MATERIAL FOR THE TASK ->

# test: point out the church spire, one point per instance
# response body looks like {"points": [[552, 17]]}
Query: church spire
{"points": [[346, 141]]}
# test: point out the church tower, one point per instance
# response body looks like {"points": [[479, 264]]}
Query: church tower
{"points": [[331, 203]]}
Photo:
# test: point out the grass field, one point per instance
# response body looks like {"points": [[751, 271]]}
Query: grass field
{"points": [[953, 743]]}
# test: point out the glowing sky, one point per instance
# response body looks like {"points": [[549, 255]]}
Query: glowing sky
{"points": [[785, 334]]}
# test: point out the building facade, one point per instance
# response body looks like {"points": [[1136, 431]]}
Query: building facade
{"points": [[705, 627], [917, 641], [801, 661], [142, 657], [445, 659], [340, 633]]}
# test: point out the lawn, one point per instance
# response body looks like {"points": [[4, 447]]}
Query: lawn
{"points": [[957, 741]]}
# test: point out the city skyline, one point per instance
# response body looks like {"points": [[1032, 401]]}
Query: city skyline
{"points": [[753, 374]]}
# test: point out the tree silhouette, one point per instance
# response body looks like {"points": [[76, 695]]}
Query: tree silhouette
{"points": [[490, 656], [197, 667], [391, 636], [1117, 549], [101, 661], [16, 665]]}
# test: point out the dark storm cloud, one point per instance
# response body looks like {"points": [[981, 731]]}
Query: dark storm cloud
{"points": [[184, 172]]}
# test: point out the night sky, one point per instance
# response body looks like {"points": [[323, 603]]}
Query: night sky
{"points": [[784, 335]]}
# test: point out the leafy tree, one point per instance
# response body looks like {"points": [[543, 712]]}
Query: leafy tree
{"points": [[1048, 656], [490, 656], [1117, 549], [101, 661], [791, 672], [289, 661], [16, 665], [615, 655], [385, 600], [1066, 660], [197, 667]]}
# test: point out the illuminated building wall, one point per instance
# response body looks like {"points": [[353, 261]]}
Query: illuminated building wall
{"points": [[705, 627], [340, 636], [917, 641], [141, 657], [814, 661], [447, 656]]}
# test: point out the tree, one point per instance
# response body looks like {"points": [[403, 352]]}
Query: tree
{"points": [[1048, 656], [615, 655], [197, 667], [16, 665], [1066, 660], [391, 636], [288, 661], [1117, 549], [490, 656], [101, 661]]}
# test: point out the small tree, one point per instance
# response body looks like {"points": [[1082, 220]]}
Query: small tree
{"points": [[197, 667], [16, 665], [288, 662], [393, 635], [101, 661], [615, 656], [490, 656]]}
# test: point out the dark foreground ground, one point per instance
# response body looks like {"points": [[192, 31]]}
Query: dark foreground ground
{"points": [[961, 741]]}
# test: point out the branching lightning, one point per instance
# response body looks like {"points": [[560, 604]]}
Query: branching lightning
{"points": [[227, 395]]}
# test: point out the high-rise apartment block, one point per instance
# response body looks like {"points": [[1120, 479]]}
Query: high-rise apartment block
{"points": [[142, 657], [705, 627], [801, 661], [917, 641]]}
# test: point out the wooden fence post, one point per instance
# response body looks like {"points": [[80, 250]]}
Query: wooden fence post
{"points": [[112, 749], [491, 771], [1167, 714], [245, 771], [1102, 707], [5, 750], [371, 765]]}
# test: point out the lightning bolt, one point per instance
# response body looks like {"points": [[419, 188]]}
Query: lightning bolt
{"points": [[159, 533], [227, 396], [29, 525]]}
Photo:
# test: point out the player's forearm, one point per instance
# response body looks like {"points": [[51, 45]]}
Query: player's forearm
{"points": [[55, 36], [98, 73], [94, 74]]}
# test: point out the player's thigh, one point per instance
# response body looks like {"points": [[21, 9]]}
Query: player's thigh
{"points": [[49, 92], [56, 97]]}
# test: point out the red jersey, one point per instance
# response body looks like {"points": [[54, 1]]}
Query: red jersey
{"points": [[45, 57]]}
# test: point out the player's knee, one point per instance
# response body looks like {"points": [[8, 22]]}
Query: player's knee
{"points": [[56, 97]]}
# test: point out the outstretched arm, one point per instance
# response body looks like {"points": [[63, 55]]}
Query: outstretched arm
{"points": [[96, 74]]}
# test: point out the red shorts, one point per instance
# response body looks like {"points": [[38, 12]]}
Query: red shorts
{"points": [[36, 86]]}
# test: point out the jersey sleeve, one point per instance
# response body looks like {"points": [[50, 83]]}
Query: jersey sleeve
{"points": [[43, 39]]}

PROBLEM STATEMENT -> Reproduce the data in its entirety, matching each character.

THE SOLUTION ->
# test: point out the church spire, one point per instance
# response body looks like {"points": [[552, 17]]}
Query: church spire
{"points": [[346, 141]]}
# test: point out the church tower, one point per instance
# response body looks like {"points": [[479, 264]]}
Query: church tower
{"points": [[331, 203]]}
Photo:
# test: point out the grass field, one point per instance
# response body looks like {"points": [[751, 271]]}
Query: grass field
{"points": [[953, 743]]}
# test: point out the glowing sky, one point per instance
# response body looks like {"points": [[549, 255]]}
Query: glowing sky
{"points": [[785, 334]]}
# test: point out the building facade, one point per instance
# response body looks like {"points": [[1136, 431]]}
Query: building facade
{"points": [[705, 627], [917, 641], [801, 661], [142, 657], [445, 659], [340, 633]]}
# test: point out the lawn, one point per instance
# response body looks like {"points": [[4, 447]]}
Query: lawn
{"points": [[957, 741]]}
# test: point out the city skyline, one point per instance
# response body looks like {"points": [[1032, 401]]}
Query: city skyline
{"points": [[753, 374]]}
# test: point out the tree silhouette, one point per instance
# response body looks like {"points": [[76, 695]]}
Query: tree silhouette
{"points": [[490, 656], [197, 667], [391, 636], [1117, 549], [101, 661], [16, 665]]}
# test: point out the dark storm cloud, one point per instance
# response body looks like {"points": [[981, 731]]}
Query: dark storm cloud
{"points": [[184, 172]]}
# test: point out the night sky, one point per instance
# response body looks like {"points": [[323, 603]]}
Query: night sky
{"points": [[784, 335]]}
# test: point out the leafy tree, one point per instance
# response body looks like {"points": [[543, 712]]}
Query: leafy tree
{"points": [[1048, 656], [490, 656], [1117, 549], [101, 661], [791, 672], [289, 661], [16, 665], [615, 655], [385, 600], [1066, 660], [197, 667]]}
# test: point out the illuminated building wall, one point per instance
# response body looks like {"points": [[353, 261]]}
Query: illuminated building wall
{"points": [[705, 627], [340, 636], [917, 641], [141, 657], [814, 661], [447, 656]]}
# test: point out the tree, one point per instance
# response body looks like {"points": [[403, 352]]}
Query: tree
{"points": [[1048, 656], [615, 655], [197, 667], [16, 665], [1066, 660], [391, 636], [288, 661], [1117, 549], [490, 656], [101, 661]]}
# test: point out the small tree, one point per instance
# response body looks like {"points": [[1082, 220]]}
Query: small tree
{"points": [[197, 667], [16, 665], [288, 662], [393, 635], [101, 661], [615, 656], [490, 656]]}
# test: point out the dark foreground ground, one point per instance
# response body looks like {"points": [[192, 31]]}
Query: dark foreground ground
{"points": [[961, 741]]}
# test: point out the branching lightning, one point per instance
# response body looks like {"points": [[560, 604]]}
Query: branching lightning
{"points": [[227, 395]]}
# test: point out the high-rise apartment block, one point per instance
# response body looks like {"points": [[1120, 479]]}
Query: high-rise apartment block
{"points": [[142, 657], [705, 627], [801, 661], [917, 641]]}
# test: point out the wooden fence post, one point per instance
# response body looks like {"points": [[80, 250]]}
Query: wooden fence post
{"points": [[112, 749], [491, 771], [1167, 714], [245, 771], [1102, 707], [5, 750], [371, 765]]}
# test: point out the lightning bolt, one point per instance
# response body looks like {"points": [[419, 188]]}
Query: lightning bolt
{"points": [[159, 533], [227, 396], [29, 525]]}
Photo:
# test: point out the player's forearm, one point per instance
# response body looks like {"points": [[51, 45]]}
Query: player's forearm
{"points": [[55, 36], [98, 73], [94, 74]]}
# test: point out the player's thigh, one point per instance
# response body looks like {"points": [[21, 9]]}
Query: player's thigh
{"points": [[49, 92], [56, 97]]}
# test: point out the red jersey, one point per instance
# response body looks like {"points": [[54, 1]]}
Query: red jersey
{"points": [[45, 57]]}
# test: point out the player's knee, one point per instance
# response body looks like {"points": [[8, 22]]}
Query: player's knee
{"points": [[56, 97]]}
# test: point out the outstretched arm, one point per instance
# response body looks like {"points": [[63, 55]]}
Query: outstretched arm
{"points": [[96, 74]]}
# test: point out the red shorts, one point per instance
# response body looks like {"points": [[38, 12]]}
Query: red shorts
{"points": [[36, 86]]}
# test: point out the jersey sleeve, one point per instance
# response body looks like {"points": [[50, 83]]}
Query: jersey sleeve
{"points": [[43, 39]]}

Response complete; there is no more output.